(Task data)
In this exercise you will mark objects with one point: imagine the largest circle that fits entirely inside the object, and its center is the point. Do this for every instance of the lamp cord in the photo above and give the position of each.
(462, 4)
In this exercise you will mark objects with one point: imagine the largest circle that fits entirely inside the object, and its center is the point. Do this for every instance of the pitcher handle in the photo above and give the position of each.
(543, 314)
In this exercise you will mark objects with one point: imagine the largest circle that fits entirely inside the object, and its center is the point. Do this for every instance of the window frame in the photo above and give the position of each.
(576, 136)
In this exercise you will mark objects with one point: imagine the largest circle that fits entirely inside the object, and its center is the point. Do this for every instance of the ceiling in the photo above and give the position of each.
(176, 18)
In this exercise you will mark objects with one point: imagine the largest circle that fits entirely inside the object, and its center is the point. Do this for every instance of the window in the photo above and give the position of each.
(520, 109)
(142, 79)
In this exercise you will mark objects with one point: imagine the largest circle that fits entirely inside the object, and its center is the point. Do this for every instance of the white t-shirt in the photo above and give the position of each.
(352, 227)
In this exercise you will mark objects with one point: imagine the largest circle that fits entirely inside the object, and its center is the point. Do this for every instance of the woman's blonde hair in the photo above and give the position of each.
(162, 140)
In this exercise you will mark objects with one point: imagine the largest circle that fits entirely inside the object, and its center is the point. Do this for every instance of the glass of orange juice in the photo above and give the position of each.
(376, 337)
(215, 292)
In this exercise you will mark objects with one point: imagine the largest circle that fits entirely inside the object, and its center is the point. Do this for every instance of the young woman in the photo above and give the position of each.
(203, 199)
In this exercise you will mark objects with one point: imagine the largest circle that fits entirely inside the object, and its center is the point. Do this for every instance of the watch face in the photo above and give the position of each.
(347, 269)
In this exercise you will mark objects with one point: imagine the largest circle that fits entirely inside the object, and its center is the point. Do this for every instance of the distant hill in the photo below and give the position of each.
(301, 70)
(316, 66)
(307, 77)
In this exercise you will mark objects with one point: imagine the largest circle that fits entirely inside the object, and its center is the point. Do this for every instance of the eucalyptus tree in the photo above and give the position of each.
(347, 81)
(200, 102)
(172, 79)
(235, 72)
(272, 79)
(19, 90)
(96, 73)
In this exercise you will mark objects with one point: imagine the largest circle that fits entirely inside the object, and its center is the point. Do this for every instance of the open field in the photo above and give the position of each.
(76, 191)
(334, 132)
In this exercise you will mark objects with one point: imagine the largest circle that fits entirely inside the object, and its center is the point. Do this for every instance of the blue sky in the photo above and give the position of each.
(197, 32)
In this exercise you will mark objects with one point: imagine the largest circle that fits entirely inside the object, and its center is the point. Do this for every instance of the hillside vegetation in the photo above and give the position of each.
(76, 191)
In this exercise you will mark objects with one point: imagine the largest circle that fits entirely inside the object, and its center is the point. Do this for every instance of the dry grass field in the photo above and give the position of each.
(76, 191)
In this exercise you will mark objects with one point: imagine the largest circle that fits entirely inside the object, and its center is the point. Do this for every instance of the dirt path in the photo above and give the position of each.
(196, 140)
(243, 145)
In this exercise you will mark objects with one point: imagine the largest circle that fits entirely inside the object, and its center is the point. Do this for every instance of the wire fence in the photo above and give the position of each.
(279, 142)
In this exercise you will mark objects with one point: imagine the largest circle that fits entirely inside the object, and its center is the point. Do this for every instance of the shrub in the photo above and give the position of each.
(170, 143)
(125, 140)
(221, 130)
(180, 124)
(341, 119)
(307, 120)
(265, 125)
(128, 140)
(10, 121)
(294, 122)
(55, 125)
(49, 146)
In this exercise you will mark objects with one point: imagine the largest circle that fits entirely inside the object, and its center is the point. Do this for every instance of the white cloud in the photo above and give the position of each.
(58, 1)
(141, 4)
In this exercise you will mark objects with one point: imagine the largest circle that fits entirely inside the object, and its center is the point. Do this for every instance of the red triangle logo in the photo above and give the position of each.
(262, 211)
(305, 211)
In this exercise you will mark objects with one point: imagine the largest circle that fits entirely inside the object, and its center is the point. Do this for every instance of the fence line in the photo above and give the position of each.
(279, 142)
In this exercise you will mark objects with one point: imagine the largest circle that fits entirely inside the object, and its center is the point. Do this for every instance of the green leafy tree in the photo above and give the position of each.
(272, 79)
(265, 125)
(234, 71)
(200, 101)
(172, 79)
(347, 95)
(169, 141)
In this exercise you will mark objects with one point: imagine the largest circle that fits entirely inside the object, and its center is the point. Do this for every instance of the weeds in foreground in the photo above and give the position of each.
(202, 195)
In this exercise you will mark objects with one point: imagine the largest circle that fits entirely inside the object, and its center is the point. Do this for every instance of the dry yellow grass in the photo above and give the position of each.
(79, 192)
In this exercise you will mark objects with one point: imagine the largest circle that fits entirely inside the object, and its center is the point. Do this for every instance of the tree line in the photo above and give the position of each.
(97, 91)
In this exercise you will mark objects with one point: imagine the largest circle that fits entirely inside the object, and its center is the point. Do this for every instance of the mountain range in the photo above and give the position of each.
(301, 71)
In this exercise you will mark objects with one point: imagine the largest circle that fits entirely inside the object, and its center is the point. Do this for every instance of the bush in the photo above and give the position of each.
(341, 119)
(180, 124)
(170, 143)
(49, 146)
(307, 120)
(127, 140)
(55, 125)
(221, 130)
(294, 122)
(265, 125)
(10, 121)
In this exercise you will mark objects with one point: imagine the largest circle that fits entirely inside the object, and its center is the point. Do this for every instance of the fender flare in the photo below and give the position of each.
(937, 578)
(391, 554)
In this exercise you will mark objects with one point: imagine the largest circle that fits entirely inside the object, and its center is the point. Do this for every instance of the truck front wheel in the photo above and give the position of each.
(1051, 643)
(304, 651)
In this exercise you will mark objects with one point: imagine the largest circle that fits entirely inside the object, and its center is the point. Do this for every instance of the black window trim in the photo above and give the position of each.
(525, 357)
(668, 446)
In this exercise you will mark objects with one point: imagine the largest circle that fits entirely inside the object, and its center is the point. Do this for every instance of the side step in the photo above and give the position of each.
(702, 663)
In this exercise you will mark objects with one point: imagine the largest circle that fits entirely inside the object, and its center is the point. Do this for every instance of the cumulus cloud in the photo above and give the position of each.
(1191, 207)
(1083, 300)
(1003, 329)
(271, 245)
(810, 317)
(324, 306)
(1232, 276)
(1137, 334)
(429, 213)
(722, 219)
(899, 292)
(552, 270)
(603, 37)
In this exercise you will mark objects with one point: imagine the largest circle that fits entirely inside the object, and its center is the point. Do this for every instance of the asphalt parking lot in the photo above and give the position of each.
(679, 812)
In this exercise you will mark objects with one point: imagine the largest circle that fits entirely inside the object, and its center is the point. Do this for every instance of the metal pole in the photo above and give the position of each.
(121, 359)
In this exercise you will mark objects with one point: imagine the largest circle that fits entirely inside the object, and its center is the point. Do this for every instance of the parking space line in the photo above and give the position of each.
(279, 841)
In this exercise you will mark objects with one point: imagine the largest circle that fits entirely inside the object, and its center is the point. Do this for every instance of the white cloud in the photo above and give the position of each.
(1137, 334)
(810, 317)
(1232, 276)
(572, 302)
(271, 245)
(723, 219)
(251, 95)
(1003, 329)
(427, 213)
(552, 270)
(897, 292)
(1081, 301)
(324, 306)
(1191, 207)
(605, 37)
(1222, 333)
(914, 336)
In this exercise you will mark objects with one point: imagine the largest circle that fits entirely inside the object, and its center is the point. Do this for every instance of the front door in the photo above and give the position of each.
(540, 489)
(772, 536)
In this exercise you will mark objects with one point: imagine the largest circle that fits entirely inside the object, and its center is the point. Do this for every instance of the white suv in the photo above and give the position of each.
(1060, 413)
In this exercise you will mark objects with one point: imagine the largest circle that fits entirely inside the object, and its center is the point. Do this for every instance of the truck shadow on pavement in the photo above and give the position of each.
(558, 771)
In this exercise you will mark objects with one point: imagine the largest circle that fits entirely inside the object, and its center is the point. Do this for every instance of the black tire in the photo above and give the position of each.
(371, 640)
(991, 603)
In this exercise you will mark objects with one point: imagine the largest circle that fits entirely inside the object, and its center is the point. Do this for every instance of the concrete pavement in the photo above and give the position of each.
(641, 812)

(What you are asked to do) Put the stretch from the line containing "of the concrete" through the end of the rows into a Markdown table with the columns No. and Line. Number each line under No., give its text under Line, and leave out blank lines.

(Result of the exercise)
| No. | Line |
|---|---|
| 1 | In this exercise you will mark objects with one point: imagine the largest circle that fits entirely inside the object, and its center is the point. Do this for every instance of the concrete pavement in the photo above and give the position of each. |
| 2 | (641, 812) |